*Input*:
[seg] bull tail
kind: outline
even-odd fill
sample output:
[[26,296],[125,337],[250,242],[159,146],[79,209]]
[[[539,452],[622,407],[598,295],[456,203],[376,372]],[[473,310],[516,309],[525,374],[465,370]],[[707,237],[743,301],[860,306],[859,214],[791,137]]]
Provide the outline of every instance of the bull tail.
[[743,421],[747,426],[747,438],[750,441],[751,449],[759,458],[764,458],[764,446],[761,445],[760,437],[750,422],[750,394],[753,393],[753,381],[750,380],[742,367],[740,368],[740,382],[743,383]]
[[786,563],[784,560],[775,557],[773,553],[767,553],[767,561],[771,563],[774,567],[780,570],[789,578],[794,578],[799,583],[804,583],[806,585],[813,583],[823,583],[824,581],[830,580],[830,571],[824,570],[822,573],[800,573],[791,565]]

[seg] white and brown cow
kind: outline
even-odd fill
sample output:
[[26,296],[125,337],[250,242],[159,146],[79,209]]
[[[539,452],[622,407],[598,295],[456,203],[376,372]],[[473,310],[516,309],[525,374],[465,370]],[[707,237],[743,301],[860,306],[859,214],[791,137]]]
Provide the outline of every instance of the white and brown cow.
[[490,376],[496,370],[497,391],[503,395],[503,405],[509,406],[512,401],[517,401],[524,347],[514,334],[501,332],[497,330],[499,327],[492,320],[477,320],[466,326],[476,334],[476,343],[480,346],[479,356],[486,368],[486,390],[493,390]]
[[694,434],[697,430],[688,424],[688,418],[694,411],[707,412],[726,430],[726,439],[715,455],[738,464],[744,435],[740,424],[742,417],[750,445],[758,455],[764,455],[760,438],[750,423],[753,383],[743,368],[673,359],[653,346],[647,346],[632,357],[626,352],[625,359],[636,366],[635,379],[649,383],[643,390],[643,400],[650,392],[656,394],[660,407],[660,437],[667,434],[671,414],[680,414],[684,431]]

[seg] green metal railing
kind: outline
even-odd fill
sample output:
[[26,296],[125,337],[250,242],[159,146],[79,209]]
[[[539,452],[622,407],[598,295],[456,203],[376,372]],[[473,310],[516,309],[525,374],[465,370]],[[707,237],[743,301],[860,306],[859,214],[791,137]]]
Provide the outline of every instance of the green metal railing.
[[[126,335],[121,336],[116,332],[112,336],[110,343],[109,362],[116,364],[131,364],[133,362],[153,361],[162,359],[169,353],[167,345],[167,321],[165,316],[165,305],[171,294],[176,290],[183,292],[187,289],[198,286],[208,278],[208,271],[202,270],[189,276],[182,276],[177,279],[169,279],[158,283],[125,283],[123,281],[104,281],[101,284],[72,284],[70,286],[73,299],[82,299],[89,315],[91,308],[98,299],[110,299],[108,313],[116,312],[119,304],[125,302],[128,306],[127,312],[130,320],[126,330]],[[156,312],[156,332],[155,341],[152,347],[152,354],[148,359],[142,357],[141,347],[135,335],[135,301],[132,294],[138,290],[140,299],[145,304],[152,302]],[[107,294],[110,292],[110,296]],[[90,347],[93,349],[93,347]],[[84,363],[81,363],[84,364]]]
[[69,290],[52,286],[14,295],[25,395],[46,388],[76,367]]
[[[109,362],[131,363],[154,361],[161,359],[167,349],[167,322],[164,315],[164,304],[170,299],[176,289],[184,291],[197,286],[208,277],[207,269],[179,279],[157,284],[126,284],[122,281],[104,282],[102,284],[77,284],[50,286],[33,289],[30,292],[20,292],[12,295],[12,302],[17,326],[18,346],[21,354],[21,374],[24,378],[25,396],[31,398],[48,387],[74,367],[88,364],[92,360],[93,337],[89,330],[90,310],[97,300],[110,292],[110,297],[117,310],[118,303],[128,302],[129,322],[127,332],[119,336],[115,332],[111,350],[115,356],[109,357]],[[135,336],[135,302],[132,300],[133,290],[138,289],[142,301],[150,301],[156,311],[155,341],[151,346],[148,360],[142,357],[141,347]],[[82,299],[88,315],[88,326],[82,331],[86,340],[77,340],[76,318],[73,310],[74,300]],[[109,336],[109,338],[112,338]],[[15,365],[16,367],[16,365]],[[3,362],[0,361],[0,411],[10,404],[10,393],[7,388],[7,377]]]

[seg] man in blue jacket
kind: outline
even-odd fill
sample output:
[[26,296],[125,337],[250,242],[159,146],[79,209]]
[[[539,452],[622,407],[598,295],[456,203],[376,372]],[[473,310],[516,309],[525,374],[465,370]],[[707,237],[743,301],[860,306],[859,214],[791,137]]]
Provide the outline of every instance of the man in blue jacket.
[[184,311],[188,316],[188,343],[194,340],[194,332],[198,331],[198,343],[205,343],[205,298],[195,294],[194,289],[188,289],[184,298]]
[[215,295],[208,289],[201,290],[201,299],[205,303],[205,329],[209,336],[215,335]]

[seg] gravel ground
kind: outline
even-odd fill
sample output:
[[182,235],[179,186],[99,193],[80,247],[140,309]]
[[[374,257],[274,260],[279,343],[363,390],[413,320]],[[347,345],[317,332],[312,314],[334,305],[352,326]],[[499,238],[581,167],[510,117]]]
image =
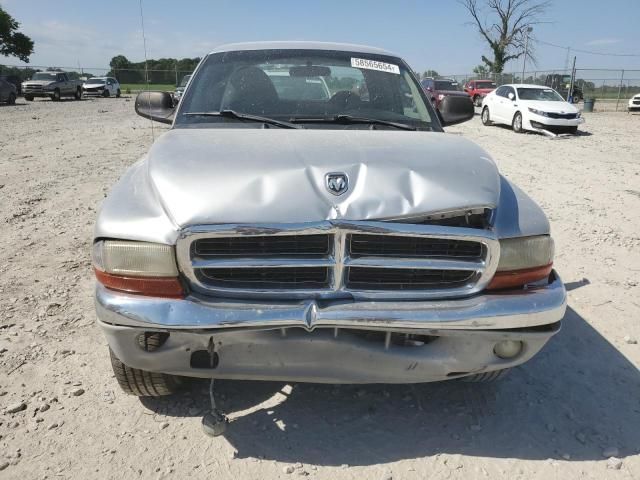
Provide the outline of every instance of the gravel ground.
[[548,213],[562,332],[486,386],[220,382],[233,422],[211,439],[205,383],[124,395],[94,324],[96,209],[150,123],[128,98],[1,106],[0,478],[639,478],[640,116],[557,140],[449,130]]

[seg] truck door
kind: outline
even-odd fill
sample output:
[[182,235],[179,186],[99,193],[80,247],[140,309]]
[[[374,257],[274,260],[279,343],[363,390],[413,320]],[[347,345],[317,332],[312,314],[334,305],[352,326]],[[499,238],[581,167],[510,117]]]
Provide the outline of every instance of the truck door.
[[58,89],[61,94],[65,94],[69,90],[69,82],[67,82],[67,76],[64,73],[56,75],[56,82],[58,83]]

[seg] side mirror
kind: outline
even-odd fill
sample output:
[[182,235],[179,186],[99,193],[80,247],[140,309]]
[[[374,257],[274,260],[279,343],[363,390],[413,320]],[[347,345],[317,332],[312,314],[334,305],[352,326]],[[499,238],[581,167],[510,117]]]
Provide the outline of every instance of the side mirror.
[[516,98],[516,96],[512,92],[509,92],[509,95],[507,95],[507,97],[509,97],[509,100],[511,101],[515,100]]
[[173,98],[168,92],[140,92],[136,97],[136,113],[160,123],[173,123]]
[[475,115],[471,97],[447,95],[440,102],[440,120],[444,127],[471,120]]

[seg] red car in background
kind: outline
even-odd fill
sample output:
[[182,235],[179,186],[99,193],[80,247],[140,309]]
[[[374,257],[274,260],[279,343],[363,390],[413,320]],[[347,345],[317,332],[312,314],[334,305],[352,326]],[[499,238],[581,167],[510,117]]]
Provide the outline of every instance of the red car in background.
[[444,97],[469,97],[468,93],[460,90],[460,84],[450,78],[425,78],[420,82],[420,85],[438,112],[440,111],[440,102]]
[[493,80],[470,80],[464,85],[464,91],[471,96],[476,107],[481,107],[482,99],[495,89],[496,82]]

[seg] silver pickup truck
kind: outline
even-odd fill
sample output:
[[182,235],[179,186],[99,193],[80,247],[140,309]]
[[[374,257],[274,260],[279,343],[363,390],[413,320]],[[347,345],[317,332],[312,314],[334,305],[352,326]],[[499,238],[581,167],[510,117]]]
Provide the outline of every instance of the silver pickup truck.
[[178,107],[144,92],[136,111],[171,129],[108,195],[93,242],[124,391],[487,381],[559,331],[547,218],[486,151],[444,133],[471,100],[447,97],[440,119],[398,56],[228,45]]
[[82,81],[71,80],[65,72],[36,72],[31,79],[22,82],[24,99],[49,97],[59,101],[62,97],[82,98]]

*Problem details*: Reproduce all entries exactly. Pictures do not belong in the copy.

*Result for this exercise*:
[seg] bull tail
kind: outline
even-odd fill
sample output:
[[26,296],[125,337],[250,242],[159,146],[79,209]]
[[[539,452],[622,407],[598,295],[456,203],[376,372]],[[473,310],[516,309],[525,374],[465,370]],[[707,237],[743,301],[860,306],[859,214],[791,137]]]
Provide the outline of every instance of the bull tail.
[[743,421],[747,426],[747,438],[750,441],[751,449],[759,458],[764,458],[764,446],[761,445],[760,437],[750,422],[750,394],[753,393],[753,381],[750,380],[742,367],[740,368],[740,382],[743,383]]
[[786,563],[784,560],[775,557],[773,553],[767,553],[767,561],[771,563],[774,567],[780,570],[789,578],[794,578],[799,583],[804,583],[806,585],[813,583],[823,583],[824,581],[830,580],[830,571],[824,570],[822,573],[800,573],[791,565]]

[seg] white and brown cow
kind: outline
even-odd fill
sample output:
[[26,296],[125,337],[250,242],[159,146],[79,209]]
[[[539,452],[622,407],[598,295],[456,203],[376,372]],[[473,310],[516,309],[525,374],[465,370]],[[707,237],[743,301],[860,306],[859,214],[791,137]]]
Provide the outline of every instance of the white and brown cow.
[[490,376],[496,370],[497,391],[503,395],[503,405],[509,406],[512,401],[517,401],[524,347],[514,334],[501,332],[497,330],[499,327],[492,320],[477,320],[466,326],[476,334],[476,343],[480,346],[479,356],[486,368],[486,390],[493,390]]
[[694,434],[697,430],[688,424],[688,418],[694,411],[707,412],[726,430],[726,439],[715,455],[738,464],[744,435],[740,424],[742,417],[750,445],[758,455],[764,455],[760,438],[750,423],[753,383],[743,368],[673,359],[653,346],[647,346],[632,357],[626,352],[625,359],[636,366],[635,379],[649,383],[643,390],[643,400],[650,392],[656,394],[660,407],[660,437],[667,434],[671,414],[680,414],[684,431]]

[seg] green metal railing
kind: outline
even-odd fill
sample output:
[[26,296],[125,337],[250,242],[159,146],[79,209]]
[[[539,452],[622,407],[598,295],[456,203],[376,372]],[[473,310],[516,309],[525,374],[465,370]],[[707,237],[743,301],[860,306],[859,214],[791,137]]]
Provide the outline of every instance of the green metal railing.
[[[126,335],[121,336],[116,332],[112,336],[110,343],[109,362],[116,364],[131,364],[133,362],[153,361],[162,359],[169,353],[167,345],[167,321],[165,316],[165,305],[171,294],[176,290],[183,292],[187,289],[198,286],[208,278],[208,271],[202,270],[189,276],[182,276],[177,279],[169,279],[158,283],[125,283],[123,281],[104,281],[101,284],[72,284],[70,286],[73,299],[82,299],[89,315],[91,308],[98,299],[110,299],[108,313],[116,312],[119,304],[125,302],[128,306],[127,312],[130,320],[126,330]],[[156,312],[156,332],[155,341],[152,347],[152,354],[148,359],[142,357],[141,347],[135,335],[135,301],[132,294],[138,290],[140,299],[145,304],[152,302]],[[107,294],[110,292],[110,296]],[[90,347],[93,349],[93,347]],[[84,363],[81,363],[84,364]]]
[[69,290],[52,286],[14,295],[25,395],[46,388],[76,367]]
[[[109,362],[131,363],[154,361],[161,359],[167,349],[167,322],[164,315],[164,304],[170,299],[176,289],[184,291],[197,286],[208,277],[207,269],[179,279],[157,284],[126,284],[122,281],[104,282],[102,284],[77,284],[50,286],[33,289],[30,292],[20,292],[12,295],[12,302],[17,326],[18,346],[21,354],[21,374],[24,378],[25,396],[31,398],[48,387],[74,367],[88,364],[92,360],[93,337],[89,330],[90,310],[97,300],[110,292],[110,297],[117,310],[118,303],[128,302],[129,322],[127,332],[119,336],[115,332],[111,350],[115,356],[109,357]],[[135,336],[135,302],[132,300],[133,290],[138,289],[142,301],[150,301],[156,311],[155,341],[151,346],[148,360],[142,357],[141,347]],[[82,299],[88,315],[88,326],[82,331],[86,340],[77,340],[76,318],[73,310],[74,300]],[[109,336],[109,338],[112,338]],[[15,365],[16,367],[16,365]],[[3,362],[0,361],[0,411],[10,404],[10,393],[7,388],[7,377]]]

[seg] man in blue jacket
kind: outline
even-odd fill
sample output:
[[26,296],[125,337],[250,242],[159,146],[79,209]]
[[[539,452],[622,407],[598,295],[456,203],[376,372]],[[473,310],[516,309],[525,374],[465,370]],[[707,237],[743,301],[860,306],[859,214],[791,137]]]
Provide the outline of every instance of the man in blue jacket.
[[184,311],[188,316],[188,343],[194,340],[194,332],[198,331],[198,343],[205,343],[205,298],[195,294],[194,289],[188,289],[184,298]]
[[215,295],[208,289],[201,290],[201,299],[205,303],[205,329],[209,336],[215,335]]

[seg] gravel ground
kind: outline
even-odd fill
sample output:
[[182,235],[179,186],[99,193],[80,247],[140,309]]
[[[374,257],[274,260],[279,343],[363,390],[413,320]],[[347,345],[317,332],[312,314],[334,305],[352,326]],[[499,238],[581,167],[510,117]]]
image =
Provide the outline of every instance of the gravel ground.
[[548,213],[562,332],[486,386],[220,382],[233,422],[211,439],[205,383],[124,395],[94,324],[96,209],[150,123],[128,98],[1,106],[0,478],[639,478],[640,116],[557,140],[449,130]]

[seg] truck door
kind: outline
even-odd fill
sample output:
[[182,235],[179,186],[99,193],[80,247],[140,309]]
[[[374,257],[274,260],[279,343],[363,390],[413,320]],[[347,345],[317,332],[312,314],[334,305],[352,326]],[[499,238],[581,167],[510,117]]]
Provide the outline of every instance of the truck door.
[[58,89],[61,94],[65,94],[69,90],[69,82],[67,82],[67,76],[64,73],[56,75],[56,82],[58,83]]

[seg] side mirror
kind: outline
even-odd fill
sample output:
[[182,235],[179,186],[99,193],[80,247],[140,309]]
[[[374,257],[274,260],[279,343],[363,390],[413,320]],[[347,345],[317,332],[312,314],[334,305],[352,326]],[[499,238],[581,167],[510,117]]]
Provide the outline of every instance of the side mirror.
[[516,98],[516,96],[512,92],[509,92],[509,95],[507,95],[507,97],[509,97],[509,100],[511,101],[515,100]]
[[173,98],[168,92],[140,92],[136,97],[136,113],[160,123],[173,123]]
[[475,115],[471,97],[447,95],[440,102],[440,120],[444,127],[471,120]]

[seg] red car in background
kind: outline
even-odd fill
sample output:
[[182,235],[179,186],[99,193],[80,247],[140,309]]
[[[374,257],[274,260],[279,343],[363,390],[413,320]],[[347,345],[317,332],[312,314],[334,305],[352,326]],[[499,238],[581,167],[510,117]]]
Provide the outline of every instance of the red car in background.
[[444,97],[469,97],[468,93],[460,90],[460,84],[450,78],[425,78],[420,82],[420,85],[438,112],[440,111],[440,102]]
[[493,80],[470,80],[464,85],[464,91],[471,96],[476,107],[481,107],[482,99],[495,89],[496,82]]

[seg] silver pickup truck
kind: outline
even-odd fill
sample output:
[[182,235],[179,186],[99,193],[80,247],[140,309]]
[[[374,257],[274,260],[279,343],[363,390],[413,320]],[[347,345],[317,332],[312,314],[334,305],[352,326]],[[499,238],[581,167],[510,117]]]
Provide the outline of every instance of the silver pickup truck.
[[178,107],[144,92],[136,111],[171,129],[108,195],[93,242],[124,391],[487,381],[559,331],[547,218],[486,151],[444,133],[471,100],[447,97],[440,119],[398,56],[228,45]]
[[82,81],[71,80],[65,72],[36,72],[31,79],[22,82],[24,99],[49,97],[59,101],[62,97],[82,98]]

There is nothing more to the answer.